## ZU BEARBEITEN
**A)** Zähle alle Punkte auf, bei denen Amalriks Aussagen über den Verlauf des Zusammenbruchs laut dem Text über sein Essay zutreffend sind.
**B)** Prüfe anhand des Textes über Amalriks Essay, ob die folgenden Aussagen stimmen. Beantworte jede mit Ja oder Nein und zitiere die entscheidenden Worte wörtlich.
(i) Amalrik sagte 1976 dem SPIEGEL, man müsse sich die schlimmste aller Möglichkeiten vor Augen halten.
(ii) Laut seinem Vorwort beruht der Aufsatz auf Forschungen.
(iii) Der Text bezeichnet Amalrik als Propheten.

## TEXT
Ein "Prophet" oder "Seher", wie es im Nachwort des Essays heißt, war Amalrik nicht. Er hat die Schwerpunkte falsch gesetzt. Aus der Fehleinschätzung der Stärke der UdSSR zieht Amalrik logische, in der Konsequenz aber oft falsche Schlüsse über die Auslöser und den Charakter des sowjetischen Niedergangs. Umso zutreffender sind jedoch seine Aussagen über den Verlauf dieses Zusammenbruchs: über die Auflösung der Hegemonialmacht Sowjetunion in Osteuropa, die "nicht ganzen und nicht halben" Reformversuche vonseiten des Regimes, die Auflösung des Nationalstaates. Und dennoch - die wirkliche Bedeutung des Essays liegt nicht so sehr in der Aufstellung genauer Prognosen über das "wann" und "wie" des Zusammenbruchs. Amalrik war kein "Prophet", wollte nie als einer gesehen werden.
"Ich glaube, man muss sich die schlimmste aller Möglichkeiten vor Augen halten, um für die beste arbeiten zu können", sagte er 1976 gegenüber dem SPIEGEL . In seinem Vorwort schreibt er: "Ich möchte unterstreichen, daß mein Aufsatz nicht auf irgendwelchen Forschungen, sondern nur auf Beobachtungen und Überlegungen beruht. Von diesem Gesichtspunkt aus kann er als leeres Geschwätz erscheinen; in jedem Fall aber"- und darin liegt der eigentliche Sinn des Essays - "wird er bei den westlichen Sowjetologen das Interesse erregen, das bei den Ichthyologen ein plötzlich sprechender Fisch hervorrufen würde." Interesse erregte er in der Tat: "er ist kein Prophet und Künder, kein Fanatiker für oder wider das Regime. Er ist ebensowenig revolutionär wie orthodoxer Dogmatiker, sondern ein von außen und oben seine Sache analysierender, aufgeklärter und toleranter Publizist (..

## BEREITGESTELLTE DATEN
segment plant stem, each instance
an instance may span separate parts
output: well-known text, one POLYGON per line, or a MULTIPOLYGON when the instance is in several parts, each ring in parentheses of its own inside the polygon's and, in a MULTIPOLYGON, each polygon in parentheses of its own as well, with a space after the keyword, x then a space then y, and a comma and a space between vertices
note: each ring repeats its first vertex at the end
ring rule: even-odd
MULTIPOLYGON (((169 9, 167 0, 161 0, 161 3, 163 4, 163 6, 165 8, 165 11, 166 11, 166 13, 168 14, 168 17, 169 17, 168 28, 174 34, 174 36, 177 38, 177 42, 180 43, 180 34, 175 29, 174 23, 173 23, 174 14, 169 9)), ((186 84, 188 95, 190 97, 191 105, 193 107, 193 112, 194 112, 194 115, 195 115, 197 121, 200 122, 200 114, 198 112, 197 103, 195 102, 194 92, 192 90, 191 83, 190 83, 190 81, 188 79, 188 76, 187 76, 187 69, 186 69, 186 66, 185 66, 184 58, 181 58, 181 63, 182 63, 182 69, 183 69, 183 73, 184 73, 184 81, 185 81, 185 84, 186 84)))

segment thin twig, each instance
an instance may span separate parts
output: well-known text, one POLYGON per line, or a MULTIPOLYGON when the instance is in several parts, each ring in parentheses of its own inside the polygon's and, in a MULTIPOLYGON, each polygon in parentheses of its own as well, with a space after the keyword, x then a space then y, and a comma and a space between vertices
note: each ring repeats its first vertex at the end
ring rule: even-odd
* * *
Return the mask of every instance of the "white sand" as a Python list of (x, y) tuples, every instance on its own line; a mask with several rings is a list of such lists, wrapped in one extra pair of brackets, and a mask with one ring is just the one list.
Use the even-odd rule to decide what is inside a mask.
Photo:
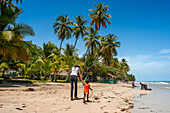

## ANTWORTEN JE AUFGABE
**A)**
- die Auflösung der Hegemonialmacht Sowjetunion in Osteuropa
- die „nicht ganzen und nicht halben“ Reformversuche vonseiten des Regimes
- die Auflösung des Nationalstaates

**B)**
(i) Ja: »Ich glaube, man muss sich die schlimmste aller Möglichkeiten vor Augen halten, um für die beste arbeiten zu können", sagte er 1976 gegenüber dem SPIEGEL«
(ii) Nein: »daß mein Aufsatz nicht auf irgendwelchen Forschungen, sondern nur auf Beobachtungen und Überlegungen beruht«
(iii) Nein: »Amalrik war kein "Prophet", wollte nie als einer gesehen werden.«